**BRIEF 1:** From the passage on how virus variants get their names, list every variant code made of letters and numbers separated by dots.
**BRIEF 2:** Continue the passage on how virus variants get their names, picking up right after its last sentence.

**PASSAGE FOR REVIEW:**
Eventually, then, came C and D and so on as the virus continues to make new variants through drift mutations, a mistake while copying, and recombination through template switching.
“So for scientists to talk to each other, we use this decidedly unsexy but precise way of talking about it. Which variant from which lineage? Is it in A lineage? Is it a B lineage? Is it a C lineage? And so on. And then when you have like the X, like XBB.1.5, the X denotes that it’s a recombinant,” Williamson said.
“It’s clunky,” he added. “But it does make its way into public communication.”
That kind of “Who’s on first? What’s on second?” sense of order in naming may make sense to scientists who need to know every minute change, but it quickly became too complicated for the general public, and so some people started using slightly more familiar terms like the “Kent variant” for B.1.1.7, which was named for where it was sequenced.
In May 2021, to get away from the stigma of naming a deadly virus for a place and to get away from the “clunkiness,” WHO came up with a simpler Greek letter system to name some of the variations. It didn’t replace Pango or any other scientific naming systems needed for more specific communications between scientists, but it would use these new designations only for variants that were significantly different from the original and that posed a different kind of threat to public health – what the agency called variants of interest or variants of concern. The “Kent variant,” or B.1.1.7, was renamed Alpha. B.1.617.2, first identified in India, became Delta, and so on.

**SUPPLIED MATERIAL:**
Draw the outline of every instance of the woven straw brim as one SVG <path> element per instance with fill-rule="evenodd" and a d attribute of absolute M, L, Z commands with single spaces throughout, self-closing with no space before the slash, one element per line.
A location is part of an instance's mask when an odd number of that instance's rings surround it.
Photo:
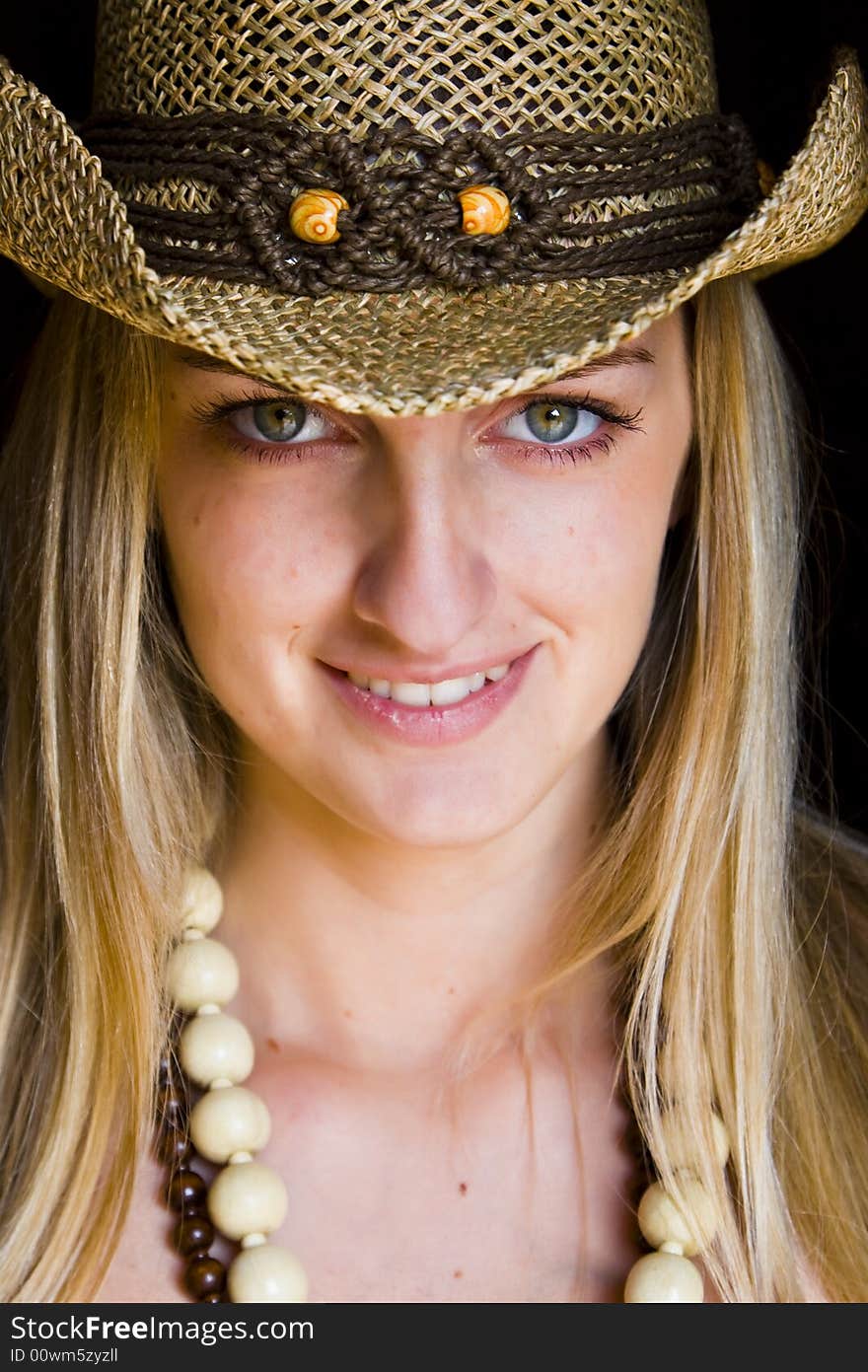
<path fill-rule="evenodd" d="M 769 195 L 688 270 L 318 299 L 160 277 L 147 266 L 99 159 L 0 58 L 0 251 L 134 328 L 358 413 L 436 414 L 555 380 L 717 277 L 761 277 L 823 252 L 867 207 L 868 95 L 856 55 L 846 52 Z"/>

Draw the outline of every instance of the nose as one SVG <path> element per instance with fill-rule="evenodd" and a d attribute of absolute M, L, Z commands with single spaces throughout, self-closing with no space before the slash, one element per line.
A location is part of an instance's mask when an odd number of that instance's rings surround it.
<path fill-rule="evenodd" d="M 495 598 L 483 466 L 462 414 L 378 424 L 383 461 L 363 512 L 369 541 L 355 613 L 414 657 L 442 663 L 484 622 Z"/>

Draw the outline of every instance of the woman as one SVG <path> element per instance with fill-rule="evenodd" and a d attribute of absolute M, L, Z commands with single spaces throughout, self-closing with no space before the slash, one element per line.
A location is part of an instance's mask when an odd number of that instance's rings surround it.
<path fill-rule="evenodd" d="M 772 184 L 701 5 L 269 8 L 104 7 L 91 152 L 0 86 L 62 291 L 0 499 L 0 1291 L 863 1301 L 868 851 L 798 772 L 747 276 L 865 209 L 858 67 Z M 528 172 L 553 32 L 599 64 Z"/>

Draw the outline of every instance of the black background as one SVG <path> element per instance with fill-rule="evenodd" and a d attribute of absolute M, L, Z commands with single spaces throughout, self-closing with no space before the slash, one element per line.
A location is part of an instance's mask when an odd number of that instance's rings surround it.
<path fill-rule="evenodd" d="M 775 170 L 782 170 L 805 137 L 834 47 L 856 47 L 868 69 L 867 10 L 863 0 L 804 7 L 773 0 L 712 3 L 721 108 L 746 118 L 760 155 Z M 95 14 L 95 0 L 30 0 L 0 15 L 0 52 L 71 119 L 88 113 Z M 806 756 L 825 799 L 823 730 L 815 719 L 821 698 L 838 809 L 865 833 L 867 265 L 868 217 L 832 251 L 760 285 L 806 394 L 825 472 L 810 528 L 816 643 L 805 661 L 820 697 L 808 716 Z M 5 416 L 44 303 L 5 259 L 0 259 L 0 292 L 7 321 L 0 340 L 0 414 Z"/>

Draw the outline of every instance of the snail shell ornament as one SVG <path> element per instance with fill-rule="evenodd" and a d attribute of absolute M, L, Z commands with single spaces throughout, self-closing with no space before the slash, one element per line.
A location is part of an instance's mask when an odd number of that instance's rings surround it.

**ANSWER 1:**
XBB.1.5
B.1.1.7
B.1.617.2

**ANSWER 2:**
WHO needed to distinguish between Delta and the Omicron strain because the differences in the virus were so dramatic that it was affecting its behavior, and our immune systems barely recognized the new version of the virus, leading to new waves of infections, hospitalizations and deaths. WHO needed to be able to talk about those differences.
At the time, there was also a second Omicron strain, BA.2, with dozens of new gene mutations that some argued deserved its own Greek letter. But that never happened. Instead, WHO created a new category of Omicron subvariants under monitoring to let people in public health know which of the spinoffs should be watched.
Scientists also use other classification systems to describe the similarities and differences between the viruses they study.
There’s also Nextclade, a tool used to classify virus sequences according to how they are genetically related. Not every version of the virus gets its own clade, but members of a clade will share similar features because of a common ancestry. That system uses a two-digit year followed by a letter given in order of assignment for that year, so 22A is the first clade in 2022, for example.
“Even though we have what sounds kind of clunky to the public, it allows scientists to know exactly what the other person is talking about when they use that system to communicate, and it’s important,” Williamson said.
But there’s so much variation, he said, that discussion continues about establishing new rules to make naming simpler. The naming system might also have to change simply because there are so many variants that they will require too many letters, making things too complicated even for scientists to remember.
Although the general public shouldn’t have to worry about that level of specificity for Covid, Williamson says, members of the public could do their part to make things easier by reducing the coronavirus’ spread and the number of new variants.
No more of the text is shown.